> **What to work on**: Please answer from the spring-mass-damper thread: what is the effective spring constant when springs are added in parallel?

# Need some help with spring-mass-damper problem

1. Jul 24, 2007

### foster182

I know some people might find this a stupid question but

What effect would the addition of

have on vibration absorption properties?

In plain English please, I’m only learning

thanks guys

2. Jul 24, 2007

### Kurdt

Staff Emeritus
Welcome to the forums foster182!

It is the policy of this forum that the poster has shown some attempt at doing the problem themselves. What do you think would happen in both the scenarios described?

3. Jul 24, 2007

### foster182

well with the increase of a damper or additional spring it would absorb more vibration thus coming to a steady state. yes?

how would i derive an equation from that?

4. Jul 24, 2007

### Kurdt

Staff Emeritus
Well the addition of more springs (I assume they will be added in parallel from the diagram) will give the system an effective spring constant which is the sum of the spring constants of all the springs. What effect would that have on the system if the damping was kept the same?

5. Jul 24, 2007

### foster182

sorry i should of made that more clear

and with additional damper and spring

the system will react differantly when i add the damper and spring seperate than together etc, but i don't know how to derive an expression from it.

6. Jul 24, 2007

### Kurdt

Staff Emeritus
Oh so that picture was of the new system. Got it. Well like I said before the spring constant will be the sum of the spring constants of the two springs. What effect will that have of the vibration of this system? Now its also damped, what do you know of damping of oscillations?

Consider a cars suspension and what it has to do to make the ride bearable.

7. Jul 24, 2007

### foster182

o.k. i think i have it now,
so in the case of me adding the damper to the existing spring

net force applied to ( mass m= F - kx - cv )

then to model that ( m d2x/dt2 = F- kx - c dx/dt ) taken v as velocity

something like that?

sorry i dont know much about damping of oscillations? i will read up on it.

8. Jul 24, 2007

### Kurdt

Staff Emeritus
Yeah, you're almost there:

$$m\frac{d^2x}{dt^2}+c\frac{dx}{dt}+kx=0$$

is probably the standard form.

That of course does assume certain things about the damping force that means it can be approximated as linear.

9. Jul 24, 2007

### foster182

yes it would be linear,
and if i was to add another spring

m d2x/dt2 + c dx/dt + kx(2) = F

if the two springs have the same resistance

yes?

if not?

10. Jul 24, 2007

### Kurdt

Staff Emeritus
Like I mentioned before the spring constants add together to give and effective spring constant.

$$m\frac{d^2x}{dt^2}+c\frac{dx}{dt}+(k_1+k_2)x=0$$

11. Jul 24, 2007

### foster182

ah i see thank you!

> **Data rows**:
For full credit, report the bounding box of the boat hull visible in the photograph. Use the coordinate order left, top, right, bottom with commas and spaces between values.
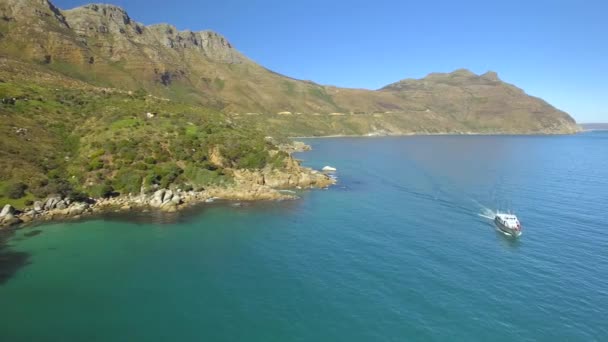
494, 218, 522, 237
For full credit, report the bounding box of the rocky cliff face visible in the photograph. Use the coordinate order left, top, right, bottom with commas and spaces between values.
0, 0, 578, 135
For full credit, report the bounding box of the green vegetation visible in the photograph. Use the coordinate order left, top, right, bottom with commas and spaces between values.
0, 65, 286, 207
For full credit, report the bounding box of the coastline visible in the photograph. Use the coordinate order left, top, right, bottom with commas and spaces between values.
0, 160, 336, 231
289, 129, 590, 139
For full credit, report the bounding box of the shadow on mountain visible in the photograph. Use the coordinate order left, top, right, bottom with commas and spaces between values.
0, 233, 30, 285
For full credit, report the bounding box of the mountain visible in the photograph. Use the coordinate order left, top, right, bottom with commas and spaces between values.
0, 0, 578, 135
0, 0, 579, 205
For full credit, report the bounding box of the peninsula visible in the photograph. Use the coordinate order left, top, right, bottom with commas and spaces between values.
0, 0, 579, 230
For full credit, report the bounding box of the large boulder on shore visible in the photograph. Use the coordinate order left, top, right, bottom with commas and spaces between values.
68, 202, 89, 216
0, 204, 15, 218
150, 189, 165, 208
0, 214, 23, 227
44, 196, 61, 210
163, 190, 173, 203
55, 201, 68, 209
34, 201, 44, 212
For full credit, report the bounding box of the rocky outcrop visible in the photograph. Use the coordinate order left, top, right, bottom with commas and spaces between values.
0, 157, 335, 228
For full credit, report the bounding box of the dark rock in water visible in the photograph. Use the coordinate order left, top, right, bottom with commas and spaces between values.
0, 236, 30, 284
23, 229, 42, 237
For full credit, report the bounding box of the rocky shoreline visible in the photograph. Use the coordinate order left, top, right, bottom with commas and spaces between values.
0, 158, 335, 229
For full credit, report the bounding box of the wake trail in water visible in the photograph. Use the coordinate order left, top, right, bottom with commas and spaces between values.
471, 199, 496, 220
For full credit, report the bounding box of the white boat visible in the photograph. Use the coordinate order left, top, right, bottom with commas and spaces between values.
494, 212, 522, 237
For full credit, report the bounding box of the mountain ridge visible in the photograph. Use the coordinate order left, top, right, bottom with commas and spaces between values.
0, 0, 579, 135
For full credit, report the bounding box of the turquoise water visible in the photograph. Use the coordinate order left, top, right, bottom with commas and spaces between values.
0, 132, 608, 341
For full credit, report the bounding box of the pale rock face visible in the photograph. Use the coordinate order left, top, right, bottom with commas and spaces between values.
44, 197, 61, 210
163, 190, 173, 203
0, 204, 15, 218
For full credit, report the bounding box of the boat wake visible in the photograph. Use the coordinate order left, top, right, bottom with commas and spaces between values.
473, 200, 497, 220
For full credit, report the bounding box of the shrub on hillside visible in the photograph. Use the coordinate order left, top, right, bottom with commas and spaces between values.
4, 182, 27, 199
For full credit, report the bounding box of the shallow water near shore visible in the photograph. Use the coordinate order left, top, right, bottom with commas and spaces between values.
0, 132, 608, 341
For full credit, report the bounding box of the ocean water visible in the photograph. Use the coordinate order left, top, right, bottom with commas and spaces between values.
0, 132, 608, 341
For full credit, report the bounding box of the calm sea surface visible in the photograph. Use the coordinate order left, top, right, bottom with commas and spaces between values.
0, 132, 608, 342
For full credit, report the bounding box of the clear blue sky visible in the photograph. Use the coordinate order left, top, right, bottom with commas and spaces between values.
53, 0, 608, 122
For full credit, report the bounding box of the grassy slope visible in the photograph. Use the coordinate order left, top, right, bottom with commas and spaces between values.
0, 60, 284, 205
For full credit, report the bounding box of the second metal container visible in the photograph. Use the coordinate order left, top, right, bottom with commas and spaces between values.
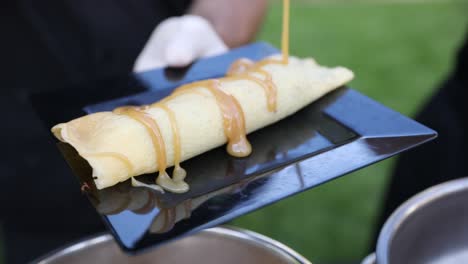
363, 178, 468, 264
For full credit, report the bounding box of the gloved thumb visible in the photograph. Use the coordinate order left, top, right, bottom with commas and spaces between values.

==

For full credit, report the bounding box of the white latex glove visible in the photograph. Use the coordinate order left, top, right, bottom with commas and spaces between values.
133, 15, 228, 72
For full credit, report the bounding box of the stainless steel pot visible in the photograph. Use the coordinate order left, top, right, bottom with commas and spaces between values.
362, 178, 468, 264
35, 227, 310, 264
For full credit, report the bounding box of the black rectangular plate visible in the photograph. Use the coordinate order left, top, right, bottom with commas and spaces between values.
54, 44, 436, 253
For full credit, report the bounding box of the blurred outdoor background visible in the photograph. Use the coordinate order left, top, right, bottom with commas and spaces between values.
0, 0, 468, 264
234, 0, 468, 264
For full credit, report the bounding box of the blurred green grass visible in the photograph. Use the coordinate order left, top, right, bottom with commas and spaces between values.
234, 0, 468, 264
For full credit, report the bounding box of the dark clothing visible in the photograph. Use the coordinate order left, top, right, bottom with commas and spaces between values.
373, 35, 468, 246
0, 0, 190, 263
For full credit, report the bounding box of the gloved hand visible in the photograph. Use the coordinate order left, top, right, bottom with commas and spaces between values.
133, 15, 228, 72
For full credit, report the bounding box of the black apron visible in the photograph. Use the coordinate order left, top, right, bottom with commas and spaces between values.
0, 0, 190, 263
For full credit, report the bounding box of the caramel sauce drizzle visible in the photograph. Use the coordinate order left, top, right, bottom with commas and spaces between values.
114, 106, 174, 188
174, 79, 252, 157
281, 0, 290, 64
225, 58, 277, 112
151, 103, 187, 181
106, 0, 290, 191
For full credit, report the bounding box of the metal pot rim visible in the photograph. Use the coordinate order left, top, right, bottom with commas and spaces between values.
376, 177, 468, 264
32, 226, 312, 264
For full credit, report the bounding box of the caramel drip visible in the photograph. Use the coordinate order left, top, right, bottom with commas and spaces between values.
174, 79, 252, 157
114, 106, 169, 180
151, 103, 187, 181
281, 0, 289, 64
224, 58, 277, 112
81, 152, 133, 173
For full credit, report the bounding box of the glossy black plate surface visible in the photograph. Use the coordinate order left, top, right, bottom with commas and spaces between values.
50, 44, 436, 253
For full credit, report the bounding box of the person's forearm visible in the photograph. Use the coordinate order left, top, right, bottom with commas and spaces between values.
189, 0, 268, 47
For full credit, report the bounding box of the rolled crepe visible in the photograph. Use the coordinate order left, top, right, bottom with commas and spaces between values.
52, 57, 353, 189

> **Complete response**: It is the sum of the spring constants of all the springs.